YOUR ASSIGNMENT: Filter this listing down to the lines that contain the word "clicks", and copy them.

DATA:

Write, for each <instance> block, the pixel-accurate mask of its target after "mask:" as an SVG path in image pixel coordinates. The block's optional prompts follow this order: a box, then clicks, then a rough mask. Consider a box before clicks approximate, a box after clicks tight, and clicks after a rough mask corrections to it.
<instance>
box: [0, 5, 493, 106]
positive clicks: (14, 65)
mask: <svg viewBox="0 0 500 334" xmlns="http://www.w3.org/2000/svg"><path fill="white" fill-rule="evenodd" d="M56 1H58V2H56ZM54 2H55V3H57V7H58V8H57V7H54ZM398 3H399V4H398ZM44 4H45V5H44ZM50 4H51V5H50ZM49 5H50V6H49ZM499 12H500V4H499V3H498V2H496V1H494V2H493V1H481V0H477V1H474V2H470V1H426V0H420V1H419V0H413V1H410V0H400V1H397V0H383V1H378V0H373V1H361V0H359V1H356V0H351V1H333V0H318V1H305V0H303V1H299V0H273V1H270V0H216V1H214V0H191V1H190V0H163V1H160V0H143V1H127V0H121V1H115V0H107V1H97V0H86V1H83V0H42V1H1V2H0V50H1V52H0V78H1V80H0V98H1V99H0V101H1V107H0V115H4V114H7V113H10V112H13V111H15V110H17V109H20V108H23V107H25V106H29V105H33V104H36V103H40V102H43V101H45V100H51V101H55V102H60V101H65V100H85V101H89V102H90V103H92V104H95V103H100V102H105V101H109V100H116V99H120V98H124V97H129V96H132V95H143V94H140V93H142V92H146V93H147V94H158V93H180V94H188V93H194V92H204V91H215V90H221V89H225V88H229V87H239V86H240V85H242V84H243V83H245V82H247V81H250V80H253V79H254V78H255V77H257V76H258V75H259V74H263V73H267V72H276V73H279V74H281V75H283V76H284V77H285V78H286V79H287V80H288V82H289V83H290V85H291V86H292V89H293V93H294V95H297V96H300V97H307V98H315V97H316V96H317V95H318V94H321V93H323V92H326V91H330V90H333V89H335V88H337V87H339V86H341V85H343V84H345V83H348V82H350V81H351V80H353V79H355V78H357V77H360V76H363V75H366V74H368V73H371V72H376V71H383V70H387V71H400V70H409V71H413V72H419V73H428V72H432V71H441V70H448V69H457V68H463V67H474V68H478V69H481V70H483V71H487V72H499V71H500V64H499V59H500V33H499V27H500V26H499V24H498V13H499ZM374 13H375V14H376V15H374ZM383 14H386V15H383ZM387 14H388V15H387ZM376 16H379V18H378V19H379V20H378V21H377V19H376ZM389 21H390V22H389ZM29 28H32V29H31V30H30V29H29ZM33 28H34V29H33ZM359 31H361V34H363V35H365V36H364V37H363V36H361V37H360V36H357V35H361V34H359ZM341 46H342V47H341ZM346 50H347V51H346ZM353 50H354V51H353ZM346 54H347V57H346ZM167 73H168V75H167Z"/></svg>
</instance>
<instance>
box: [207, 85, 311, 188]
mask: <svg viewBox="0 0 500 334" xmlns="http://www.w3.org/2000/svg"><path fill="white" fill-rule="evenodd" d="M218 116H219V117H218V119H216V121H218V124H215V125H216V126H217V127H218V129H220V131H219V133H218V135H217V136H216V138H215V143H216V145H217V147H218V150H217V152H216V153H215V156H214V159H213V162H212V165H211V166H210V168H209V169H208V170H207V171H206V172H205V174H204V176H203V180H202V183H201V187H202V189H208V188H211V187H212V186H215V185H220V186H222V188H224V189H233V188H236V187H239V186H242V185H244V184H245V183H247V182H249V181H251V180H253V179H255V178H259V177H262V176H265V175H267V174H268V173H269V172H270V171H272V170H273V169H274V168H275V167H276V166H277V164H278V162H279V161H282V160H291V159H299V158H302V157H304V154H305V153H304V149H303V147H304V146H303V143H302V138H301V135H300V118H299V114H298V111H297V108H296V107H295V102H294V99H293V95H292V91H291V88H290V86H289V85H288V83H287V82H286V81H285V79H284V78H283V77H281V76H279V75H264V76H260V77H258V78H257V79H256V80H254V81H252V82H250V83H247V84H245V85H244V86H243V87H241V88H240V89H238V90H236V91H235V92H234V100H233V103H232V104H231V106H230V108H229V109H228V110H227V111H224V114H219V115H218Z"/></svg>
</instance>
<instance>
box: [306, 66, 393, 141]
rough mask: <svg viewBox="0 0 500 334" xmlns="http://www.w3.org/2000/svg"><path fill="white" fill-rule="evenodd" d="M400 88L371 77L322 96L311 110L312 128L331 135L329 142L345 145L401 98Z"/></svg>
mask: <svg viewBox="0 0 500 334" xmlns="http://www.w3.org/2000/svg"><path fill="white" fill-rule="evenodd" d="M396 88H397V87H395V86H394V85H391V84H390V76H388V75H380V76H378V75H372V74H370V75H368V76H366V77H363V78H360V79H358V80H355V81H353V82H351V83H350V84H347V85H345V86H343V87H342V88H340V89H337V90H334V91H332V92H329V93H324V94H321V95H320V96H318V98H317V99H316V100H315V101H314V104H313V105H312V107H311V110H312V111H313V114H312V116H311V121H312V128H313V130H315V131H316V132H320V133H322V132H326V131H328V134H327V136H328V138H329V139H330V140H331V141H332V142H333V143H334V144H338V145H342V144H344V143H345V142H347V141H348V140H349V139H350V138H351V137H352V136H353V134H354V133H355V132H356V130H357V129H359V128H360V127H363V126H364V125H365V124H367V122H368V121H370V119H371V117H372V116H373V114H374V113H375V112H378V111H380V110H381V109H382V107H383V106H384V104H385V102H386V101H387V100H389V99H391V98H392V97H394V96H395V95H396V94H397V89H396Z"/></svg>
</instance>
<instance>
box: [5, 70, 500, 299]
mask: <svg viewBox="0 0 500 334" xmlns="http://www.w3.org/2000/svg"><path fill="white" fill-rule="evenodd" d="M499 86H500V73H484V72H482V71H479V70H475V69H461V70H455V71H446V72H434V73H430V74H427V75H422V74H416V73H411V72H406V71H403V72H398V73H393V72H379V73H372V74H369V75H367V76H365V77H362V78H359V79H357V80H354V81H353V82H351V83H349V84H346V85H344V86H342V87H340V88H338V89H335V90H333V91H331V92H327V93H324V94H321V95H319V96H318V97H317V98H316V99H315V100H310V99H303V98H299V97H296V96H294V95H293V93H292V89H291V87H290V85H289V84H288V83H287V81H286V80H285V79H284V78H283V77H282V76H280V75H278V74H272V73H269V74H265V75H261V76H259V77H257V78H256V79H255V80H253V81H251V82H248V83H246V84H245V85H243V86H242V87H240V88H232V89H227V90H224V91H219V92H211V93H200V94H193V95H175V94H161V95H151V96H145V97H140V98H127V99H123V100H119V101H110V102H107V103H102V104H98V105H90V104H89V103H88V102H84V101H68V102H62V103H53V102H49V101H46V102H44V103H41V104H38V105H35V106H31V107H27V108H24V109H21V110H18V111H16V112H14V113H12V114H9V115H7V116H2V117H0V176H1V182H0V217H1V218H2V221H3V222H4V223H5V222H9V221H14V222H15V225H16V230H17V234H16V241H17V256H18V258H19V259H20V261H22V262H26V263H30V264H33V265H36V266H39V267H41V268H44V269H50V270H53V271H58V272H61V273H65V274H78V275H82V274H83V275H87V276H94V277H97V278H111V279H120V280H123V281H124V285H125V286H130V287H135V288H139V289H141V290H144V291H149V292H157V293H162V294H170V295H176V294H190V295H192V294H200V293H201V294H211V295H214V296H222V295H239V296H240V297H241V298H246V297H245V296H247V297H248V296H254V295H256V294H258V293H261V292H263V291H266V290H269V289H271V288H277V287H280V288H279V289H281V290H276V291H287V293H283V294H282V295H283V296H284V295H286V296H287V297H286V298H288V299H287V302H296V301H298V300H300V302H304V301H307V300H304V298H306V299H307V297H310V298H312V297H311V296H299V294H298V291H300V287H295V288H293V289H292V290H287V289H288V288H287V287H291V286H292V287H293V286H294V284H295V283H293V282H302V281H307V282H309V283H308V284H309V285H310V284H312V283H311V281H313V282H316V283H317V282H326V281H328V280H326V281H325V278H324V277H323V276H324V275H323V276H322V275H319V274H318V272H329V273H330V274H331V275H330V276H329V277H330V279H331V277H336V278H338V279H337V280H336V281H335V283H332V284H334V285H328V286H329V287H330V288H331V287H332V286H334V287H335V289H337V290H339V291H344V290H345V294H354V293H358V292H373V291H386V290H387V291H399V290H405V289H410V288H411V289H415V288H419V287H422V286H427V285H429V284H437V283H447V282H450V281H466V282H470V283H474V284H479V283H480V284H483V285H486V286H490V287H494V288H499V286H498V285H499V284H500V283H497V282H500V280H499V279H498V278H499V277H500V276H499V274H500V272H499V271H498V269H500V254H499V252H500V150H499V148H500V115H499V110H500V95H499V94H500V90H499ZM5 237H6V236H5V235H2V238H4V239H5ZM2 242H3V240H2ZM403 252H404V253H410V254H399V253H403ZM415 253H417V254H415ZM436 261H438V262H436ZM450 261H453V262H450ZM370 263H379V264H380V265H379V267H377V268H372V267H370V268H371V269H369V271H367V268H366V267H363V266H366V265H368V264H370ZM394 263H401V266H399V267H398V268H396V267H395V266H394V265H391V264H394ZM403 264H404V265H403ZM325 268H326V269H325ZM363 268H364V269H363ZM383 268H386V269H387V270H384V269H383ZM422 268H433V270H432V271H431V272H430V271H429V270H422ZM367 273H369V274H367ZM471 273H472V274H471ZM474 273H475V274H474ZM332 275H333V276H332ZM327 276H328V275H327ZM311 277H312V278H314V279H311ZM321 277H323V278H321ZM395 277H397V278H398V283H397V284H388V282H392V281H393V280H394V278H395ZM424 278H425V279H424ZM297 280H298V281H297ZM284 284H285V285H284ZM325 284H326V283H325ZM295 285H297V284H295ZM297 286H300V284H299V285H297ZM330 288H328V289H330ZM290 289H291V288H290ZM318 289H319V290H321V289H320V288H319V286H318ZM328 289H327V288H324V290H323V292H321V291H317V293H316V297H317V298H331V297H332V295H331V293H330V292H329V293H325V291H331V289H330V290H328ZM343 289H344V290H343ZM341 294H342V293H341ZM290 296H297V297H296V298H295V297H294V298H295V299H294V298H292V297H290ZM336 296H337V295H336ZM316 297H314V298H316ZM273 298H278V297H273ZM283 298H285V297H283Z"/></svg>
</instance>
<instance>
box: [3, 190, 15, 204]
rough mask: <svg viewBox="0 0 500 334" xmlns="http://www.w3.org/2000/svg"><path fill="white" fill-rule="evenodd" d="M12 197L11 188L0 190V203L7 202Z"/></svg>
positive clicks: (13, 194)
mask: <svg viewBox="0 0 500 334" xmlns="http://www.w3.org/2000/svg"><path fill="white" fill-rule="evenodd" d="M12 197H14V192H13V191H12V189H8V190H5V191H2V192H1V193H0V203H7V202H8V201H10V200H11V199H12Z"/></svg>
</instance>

REPLY TO THE EXERCISE:
Write, for each <instance> block, the pixel-accurate mask of its target after "mask:" as an SVG path in image pixel coordinates. The block's optional prompts follow this order: a box, then clicks, then a rough mask. Consider a box before clicks approximate, a box after clicks tight, and clicks after a rough mask corrections to it.
positive clicks: (14, 65)
positive clicks: (13, 194)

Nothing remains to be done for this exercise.